It doesn’t take long for Randy Newman to make an impression. Ambling onto the stage with little fanfare, dressed in comfortable black attire, Newman sat down at the Steinway grand piano just past 7 p.m. and began a two-set, 32-song evening that testified as to why he’s one of America’s greatest-ever songwriters.
Newman’s songs are mostly quick and to the point, which allows him to survey a broad range of his catalog, even if he’s still only scratching the surface of the hundreds, probably thousands, of songs he’s written since his self-titled 1968 debut album. Between numbers, he chatted casually with the audience, treating them like people he’s known all his life. And through music, he has.

### Material shown
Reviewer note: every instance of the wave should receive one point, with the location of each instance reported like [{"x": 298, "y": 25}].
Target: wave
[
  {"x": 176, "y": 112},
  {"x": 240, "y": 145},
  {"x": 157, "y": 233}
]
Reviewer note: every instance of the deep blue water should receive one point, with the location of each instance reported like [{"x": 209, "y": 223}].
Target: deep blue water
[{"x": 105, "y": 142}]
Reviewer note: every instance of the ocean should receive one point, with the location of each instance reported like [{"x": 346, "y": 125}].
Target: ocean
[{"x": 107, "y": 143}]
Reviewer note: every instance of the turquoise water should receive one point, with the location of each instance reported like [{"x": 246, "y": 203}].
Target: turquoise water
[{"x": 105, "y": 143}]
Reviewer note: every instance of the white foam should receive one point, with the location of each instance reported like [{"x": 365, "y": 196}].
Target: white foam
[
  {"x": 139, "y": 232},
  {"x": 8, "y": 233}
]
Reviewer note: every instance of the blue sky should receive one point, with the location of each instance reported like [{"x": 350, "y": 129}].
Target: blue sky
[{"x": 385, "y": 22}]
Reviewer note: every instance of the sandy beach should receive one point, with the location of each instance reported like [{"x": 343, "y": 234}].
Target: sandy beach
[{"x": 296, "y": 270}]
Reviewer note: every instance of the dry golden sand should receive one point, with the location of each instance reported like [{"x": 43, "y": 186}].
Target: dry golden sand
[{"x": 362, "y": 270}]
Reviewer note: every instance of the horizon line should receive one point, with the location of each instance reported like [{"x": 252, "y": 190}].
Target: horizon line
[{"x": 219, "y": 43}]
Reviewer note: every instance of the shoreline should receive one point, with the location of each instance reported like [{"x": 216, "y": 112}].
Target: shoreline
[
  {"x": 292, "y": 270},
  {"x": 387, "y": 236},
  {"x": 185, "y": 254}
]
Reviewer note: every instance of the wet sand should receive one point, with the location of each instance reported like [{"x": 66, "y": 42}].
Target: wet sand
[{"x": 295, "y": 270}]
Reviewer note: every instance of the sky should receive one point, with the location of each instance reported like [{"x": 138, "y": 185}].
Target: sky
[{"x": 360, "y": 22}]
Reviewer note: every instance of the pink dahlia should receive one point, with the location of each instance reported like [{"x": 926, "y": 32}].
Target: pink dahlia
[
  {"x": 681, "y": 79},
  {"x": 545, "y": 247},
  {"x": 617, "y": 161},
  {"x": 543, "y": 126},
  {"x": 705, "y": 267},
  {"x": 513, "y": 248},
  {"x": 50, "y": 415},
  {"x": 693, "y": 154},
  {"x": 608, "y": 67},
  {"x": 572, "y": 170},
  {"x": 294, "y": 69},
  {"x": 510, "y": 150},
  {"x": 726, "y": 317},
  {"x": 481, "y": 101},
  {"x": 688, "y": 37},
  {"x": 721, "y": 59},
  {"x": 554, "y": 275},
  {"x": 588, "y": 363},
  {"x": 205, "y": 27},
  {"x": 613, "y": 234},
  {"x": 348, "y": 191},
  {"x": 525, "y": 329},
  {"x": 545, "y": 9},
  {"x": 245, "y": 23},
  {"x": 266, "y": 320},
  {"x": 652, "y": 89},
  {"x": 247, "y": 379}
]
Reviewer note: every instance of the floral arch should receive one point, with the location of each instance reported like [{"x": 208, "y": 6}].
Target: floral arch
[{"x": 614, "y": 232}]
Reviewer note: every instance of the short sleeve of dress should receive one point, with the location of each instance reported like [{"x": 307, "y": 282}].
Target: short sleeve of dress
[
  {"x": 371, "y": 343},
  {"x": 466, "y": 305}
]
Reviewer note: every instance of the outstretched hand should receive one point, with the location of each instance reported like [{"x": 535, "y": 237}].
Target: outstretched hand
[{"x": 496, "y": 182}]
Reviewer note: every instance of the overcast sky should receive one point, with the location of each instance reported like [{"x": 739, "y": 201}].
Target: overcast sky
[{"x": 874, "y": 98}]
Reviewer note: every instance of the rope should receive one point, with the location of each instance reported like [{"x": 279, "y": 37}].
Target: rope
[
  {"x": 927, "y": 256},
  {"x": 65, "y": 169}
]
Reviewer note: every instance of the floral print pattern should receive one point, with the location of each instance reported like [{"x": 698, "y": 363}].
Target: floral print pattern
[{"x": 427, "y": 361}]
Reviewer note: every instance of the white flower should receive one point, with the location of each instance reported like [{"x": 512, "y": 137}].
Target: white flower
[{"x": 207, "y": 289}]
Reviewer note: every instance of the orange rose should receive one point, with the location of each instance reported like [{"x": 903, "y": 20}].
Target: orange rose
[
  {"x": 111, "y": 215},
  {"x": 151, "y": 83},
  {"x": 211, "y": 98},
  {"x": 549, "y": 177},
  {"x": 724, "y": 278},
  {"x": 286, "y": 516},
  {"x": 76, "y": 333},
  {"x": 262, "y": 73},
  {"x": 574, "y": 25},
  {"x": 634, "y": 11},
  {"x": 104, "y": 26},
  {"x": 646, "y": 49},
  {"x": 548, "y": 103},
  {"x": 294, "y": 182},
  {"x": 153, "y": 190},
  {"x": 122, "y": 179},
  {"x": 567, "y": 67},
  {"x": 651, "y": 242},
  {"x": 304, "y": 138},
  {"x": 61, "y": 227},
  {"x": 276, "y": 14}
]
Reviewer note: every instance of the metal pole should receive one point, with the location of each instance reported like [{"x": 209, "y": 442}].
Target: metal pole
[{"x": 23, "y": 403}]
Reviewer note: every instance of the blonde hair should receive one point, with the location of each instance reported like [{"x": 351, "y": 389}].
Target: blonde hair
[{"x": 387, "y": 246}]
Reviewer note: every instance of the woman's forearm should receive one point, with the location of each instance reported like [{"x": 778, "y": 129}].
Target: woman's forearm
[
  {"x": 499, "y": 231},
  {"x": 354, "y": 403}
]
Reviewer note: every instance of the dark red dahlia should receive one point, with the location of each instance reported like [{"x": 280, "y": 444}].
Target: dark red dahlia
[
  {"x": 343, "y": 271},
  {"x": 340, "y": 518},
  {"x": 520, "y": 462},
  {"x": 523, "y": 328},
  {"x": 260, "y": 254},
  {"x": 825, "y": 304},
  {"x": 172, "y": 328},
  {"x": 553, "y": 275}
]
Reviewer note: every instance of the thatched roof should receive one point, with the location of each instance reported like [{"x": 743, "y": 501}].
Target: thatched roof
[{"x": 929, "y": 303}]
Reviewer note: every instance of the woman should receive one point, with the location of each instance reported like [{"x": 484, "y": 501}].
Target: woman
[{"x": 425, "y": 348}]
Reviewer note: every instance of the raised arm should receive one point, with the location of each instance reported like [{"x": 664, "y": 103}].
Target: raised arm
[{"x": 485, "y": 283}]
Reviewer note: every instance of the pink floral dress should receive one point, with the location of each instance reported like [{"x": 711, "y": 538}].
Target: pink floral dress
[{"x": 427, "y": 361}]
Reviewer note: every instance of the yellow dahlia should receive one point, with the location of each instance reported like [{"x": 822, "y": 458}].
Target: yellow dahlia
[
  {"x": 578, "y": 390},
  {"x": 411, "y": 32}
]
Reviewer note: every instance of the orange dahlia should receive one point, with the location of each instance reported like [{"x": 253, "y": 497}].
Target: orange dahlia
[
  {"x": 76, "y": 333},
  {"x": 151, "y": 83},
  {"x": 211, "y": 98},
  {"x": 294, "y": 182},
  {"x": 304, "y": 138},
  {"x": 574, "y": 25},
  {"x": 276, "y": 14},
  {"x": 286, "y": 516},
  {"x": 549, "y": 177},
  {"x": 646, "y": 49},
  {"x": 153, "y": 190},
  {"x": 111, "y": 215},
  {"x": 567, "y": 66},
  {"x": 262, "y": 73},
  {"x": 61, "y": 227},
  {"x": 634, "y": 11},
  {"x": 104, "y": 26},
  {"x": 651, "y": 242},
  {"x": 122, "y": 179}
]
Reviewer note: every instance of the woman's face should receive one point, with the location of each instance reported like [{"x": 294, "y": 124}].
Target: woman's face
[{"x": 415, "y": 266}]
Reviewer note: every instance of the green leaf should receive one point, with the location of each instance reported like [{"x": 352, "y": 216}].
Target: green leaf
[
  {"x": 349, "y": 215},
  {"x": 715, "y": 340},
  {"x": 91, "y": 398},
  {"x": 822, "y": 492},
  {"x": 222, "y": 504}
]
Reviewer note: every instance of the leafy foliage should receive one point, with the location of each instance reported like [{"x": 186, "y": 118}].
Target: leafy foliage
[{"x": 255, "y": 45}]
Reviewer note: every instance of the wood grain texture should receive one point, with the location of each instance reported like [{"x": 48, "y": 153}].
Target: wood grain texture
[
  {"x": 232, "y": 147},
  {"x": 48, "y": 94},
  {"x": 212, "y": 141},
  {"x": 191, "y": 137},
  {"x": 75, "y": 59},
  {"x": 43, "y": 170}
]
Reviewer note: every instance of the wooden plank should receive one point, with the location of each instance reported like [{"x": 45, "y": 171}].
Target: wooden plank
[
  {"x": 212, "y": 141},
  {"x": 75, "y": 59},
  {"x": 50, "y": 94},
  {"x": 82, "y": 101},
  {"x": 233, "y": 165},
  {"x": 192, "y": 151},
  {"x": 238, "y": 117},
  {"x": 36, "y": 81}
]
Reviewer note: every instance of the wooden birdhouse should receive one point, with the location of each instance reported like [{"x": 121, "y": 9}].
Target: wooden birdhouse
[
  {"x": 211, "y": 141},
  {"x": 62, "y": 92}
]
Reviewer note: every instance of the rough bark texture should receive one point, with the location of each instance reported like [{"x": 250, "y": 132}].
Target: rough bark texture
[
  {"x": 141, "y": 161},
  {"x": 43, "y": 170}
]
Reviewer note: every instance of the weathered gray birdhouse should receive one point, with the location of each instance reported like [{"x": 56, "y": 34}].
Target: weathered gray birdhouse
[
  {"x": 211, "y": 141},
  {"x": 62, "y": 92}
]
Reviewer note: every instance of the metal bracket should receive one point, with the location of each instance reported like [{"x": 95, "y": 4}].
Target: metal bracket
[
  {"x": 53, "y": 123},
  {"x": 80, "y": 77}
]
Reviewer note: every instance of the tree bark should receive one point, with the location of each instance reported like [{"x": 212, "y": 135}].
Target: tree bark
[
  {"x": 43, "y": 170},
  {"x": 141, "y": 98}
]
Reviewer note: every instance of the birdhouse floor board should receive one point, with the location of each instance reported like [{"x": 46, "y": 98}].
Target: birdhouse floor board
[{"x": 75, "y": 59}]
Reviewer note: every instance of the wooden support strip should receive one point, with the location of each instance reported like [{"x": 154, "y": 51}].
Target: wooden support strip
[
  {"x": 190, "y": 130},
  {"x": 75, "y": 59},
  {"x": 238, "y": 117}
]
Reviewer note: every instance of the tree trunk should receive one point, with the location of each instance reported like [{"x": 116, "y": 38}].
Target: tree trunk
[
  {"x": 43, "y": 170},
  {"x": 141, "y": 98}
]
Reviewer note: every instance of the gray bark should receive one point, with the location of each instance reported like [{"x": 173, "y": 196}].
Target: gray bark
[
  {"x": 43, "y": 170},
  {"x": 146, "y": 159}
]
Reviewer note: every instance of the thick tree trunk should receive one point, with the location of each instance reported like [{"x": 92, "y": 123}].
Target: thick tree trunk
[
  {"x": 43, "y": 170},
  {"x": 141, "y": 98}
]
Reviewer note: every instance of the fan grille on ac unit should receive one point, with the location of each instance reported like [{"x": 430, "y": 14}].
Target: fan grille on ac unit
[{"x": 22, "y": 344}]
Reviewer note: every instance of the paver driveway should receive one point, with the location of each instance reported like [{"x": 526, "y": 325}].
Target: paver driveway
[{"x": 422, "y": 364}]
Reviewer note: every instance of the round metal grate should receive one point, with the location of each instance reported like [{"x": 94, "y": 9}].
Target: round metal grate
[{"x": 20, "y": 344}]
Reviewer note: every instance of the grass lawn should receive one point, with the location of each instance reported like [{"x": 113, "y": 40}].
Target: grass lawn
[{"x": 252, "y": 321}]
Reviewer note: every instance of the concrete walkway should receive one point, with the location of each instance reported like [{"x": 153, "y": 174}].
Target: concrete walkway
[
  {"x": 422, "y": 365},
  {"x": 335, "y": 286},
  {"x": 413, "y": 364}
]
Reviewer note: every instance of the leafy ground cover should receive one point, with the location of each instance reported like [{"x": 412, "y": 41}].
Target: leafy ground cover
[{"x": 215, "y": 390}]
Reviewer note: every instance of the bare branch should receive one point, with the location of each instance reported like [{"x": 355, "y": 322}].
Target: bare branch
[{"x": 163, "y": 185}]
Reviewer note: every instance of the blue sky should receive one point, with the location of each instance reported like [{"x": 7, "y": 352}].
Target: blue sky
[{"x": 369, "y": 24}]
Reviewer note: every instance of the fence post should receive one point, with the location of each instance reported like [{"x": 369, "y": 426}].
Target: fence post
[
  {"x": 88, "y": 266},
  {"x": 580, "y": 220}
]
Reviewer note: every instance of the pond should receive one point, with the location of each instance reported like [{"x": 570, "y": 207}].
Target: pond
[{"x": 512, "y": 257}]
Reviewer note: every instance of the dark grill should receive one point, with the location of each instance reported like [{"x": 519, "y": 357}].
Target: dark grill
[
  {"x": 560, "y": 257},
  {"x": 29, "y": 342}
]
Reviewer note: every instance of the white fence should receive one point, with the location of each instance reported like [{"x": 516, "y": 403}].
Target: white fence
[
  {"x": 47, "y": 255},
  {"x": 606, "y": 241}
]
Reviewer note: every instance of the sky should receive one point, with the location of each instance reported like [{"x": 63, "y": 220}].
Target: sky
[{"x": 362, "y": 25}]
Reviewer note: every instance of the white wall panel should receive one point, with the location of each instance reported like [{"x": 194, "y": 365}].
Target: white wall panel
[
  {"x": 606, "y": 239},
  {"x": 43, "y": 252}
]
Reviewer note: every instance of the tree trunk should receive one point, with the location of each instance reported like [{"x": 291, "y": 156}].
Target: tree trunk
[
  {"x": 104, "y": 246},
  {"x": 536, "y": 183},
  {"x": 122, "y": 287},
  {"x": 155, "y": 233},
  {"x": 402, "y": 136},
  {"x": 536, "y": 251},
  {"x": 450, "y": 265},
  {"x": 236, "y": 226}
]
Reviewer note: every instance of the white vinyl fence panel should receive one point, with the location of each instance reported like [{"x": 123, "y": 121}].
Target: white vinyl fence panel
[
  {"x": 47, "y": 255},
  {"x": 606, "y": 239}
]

### Exercise requirements
a. In the Randy Newman passage, how many songs did Newman perform over the two sets?
b. Please echo the Randy Newman passage from "It doesn’t take" up to and including "music, he has.".

### Solved tasks
a. 32 songs.

b.
It doesn’t take long for Randy Newman to make an impression. Ambling onto the stage with little fanfare, dressed in comfortable black attire, Newman sat down at the Steinway grand piano just past 7 p.m. and began a two-set, 32-song evening that testified as to why he’s one of America’s greatest-ever songwriters.
Newman’s songs are mostly quick and to the point, which allows him to survey a broad range of his catalog, even if he’s still only scratching the surface of the hundreds, probably thousands, of songs he’s written since his self-titled 1968 debut album. Between numbers, he chatted casually with the audience, treating them like people he’s known all his life. And through music, he has.